_Task:_ Once the line containing "Tag each instance of the kitchen cabinet" has been copied, stop; copy every line before it exactly, beginning with the first line of the material below.

((

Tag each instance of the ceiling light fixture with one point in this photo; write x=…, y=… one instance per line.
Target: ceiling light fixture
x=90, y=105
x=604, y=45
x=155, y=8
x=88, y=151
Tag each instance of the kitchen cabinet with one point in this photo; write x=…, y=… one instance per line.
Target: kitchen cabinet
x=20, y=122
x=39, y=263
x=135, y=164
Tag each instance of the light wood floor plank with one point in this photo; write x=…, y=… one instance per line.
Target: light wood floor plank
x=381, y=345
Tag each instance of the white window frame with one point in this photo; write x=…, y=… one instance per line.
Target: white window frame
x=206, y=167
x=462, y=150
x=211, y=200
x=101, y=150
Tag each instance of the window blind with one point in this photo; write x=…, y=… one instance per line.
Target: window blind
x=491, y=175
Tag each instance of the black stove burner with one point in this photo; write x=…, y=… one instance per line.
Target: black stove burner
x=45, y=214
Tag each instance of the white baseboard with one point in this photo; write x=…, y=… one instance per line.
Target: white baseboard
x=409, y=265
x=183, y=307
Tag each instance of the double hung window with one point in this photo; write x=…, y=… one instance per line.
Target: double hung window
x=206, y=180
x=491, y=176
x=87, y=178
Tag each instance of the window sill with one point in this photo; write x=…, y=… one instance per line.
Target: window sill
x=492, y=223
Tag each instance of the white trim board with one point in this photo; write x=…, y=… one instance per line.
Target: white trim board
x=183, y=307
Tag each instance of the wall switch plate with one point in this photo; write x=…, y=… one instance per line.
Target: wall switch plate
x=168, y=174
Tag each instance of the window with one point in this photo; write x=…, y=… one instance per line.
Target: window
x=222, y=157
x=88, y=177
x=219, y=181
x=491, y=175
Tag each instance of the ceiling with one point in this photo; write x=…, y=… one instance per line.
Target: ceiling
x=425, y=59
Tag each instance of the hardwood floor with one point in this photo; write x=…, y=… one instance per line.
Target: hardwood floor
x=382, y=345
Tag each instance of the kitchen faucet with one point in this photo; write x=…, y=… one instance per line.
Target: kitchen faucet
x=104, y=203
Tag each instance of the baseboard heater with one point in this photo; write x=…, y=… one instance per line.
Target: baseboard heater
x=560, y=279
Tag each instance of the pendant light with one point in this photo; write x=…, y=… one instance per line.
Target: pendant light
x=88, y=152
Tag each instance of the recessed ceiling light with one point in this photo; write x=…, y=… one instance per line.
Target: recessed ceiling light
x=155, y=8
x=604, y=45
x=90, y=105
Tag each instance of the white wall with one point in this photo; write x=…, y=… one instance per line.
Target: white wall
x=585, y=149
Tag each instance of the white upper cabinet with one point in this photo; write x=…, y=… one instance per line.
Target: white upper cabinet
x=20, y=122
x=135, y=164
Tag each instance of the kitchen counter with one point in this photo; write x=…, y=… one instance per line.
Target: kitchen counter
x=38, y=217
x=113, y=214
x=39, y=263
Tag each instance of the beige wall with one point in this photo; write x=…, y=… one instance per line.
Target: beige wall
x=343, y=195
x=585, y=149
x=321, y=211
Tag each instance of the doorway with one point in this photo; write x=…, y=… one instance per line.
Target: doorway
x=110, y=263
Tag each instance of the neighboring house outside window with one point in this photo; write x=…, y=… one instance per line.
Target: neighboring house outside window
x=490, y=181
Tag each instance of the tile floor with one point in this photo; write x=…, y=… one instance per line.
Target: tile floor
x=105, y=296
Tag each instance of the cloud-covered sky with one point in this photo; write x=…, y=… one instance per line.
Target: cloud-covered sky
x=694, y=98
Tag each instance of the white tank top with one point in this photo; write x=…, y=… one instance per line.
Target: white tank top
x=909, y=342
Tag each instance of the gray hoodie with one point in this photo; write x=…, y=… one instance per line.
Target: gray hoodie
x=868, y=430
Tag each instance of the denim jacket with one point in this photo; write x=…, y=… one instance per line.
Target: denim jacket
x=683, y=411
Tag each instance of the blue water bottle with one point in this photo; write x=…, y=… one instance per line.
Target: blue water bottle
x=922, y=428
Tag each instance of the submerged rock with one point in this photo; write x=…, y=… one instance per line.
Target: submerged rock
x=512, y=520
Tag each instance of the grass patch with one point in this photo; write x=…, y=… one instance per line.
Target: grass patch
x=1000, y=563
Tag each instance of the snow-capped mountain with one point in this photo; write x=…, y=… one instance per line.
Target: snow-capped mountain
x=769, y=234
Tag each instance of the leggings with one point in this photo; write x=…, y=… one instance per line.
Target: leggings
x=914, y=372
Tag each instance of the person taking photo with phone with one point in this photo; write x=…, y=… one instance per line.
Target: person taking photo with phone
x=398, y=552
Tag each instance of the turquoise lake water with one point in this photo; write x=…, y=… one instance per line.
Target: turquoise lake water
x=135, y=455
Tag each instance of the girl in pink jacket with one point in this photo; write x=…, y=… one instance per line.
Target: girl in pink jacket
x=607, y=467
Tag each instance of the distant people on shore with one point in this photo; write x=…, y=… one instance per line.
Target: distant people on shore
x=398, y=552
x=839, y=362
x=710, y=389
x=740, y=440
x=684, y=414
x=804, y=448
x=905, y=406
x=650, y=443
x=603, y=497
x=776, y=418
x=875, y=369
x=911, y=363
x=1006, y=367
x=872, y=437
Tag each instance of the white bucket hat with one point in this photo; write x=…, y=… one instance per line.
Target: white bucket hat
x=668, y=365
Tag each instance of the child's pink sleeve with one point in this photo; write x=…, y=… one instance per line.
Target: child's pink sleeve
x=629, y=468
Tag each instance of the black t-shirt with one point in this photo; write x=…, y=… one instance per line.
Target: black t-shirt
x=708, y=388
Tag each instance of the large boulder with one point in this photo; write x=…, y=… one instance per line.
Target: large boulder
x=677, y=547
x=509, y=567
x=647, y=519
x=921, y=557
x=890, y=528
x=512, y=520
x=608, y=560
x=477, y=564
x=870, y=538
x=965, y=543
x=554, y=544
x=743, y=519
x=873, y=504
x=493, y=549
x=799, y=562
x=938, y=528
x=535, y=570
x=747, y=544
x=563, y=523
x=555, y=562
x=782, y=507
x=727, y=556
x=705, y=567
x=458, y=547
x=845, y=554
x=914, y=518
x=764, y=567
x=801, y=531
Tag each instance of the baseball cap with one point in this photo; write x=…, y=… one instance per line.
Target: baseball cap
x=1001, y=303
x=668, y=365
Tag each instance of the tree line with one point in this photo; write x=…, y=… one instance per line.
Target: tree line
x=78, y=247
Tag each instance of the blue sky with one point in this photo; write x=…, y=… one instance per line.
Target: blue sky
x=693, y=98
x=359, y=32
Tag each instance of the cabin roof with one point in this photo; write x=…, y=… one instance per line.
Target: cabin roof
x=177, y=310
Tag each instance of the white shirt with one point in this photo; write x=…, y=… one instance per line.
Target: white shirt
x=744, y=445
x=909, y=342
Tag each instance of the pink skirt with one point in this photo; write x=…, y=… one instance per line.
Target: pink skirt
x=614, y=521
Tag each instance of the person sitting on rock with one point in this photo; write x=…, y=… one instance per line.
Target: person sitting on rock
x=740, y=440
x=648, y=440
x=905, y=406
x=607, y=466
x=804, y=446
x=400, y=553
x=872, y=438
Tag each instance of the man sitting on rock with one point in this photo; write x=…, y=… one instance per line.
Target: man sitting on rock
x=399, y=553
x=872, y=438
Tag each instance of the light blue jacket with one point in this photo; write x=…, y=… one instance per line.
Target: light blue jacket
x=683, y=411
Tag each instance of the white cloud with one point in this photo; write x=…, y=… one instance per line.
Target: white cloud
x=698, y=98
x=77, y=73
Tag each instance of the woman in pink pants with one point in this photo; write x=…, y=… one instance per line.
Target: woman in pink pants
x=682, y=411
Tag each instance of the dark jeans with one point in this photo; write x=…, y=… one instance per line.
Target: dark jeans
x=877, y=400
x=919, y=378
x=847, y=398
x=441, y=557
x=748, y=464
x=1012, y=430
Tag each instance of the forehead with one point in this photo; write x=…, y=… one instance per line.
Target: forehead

))

_Reply to the exercise:_
Tag each instance of the ceiling light fixture with one point in this photo; write x=…, y=… one instance per line.
Target: ceiling light fixture
x=90, y=105
x=604, y=45
x=155, y=8
x=88, y=151
Tag each instance of the kitchen cabinet with one point in this photo; write x=…, y=… one instance per line.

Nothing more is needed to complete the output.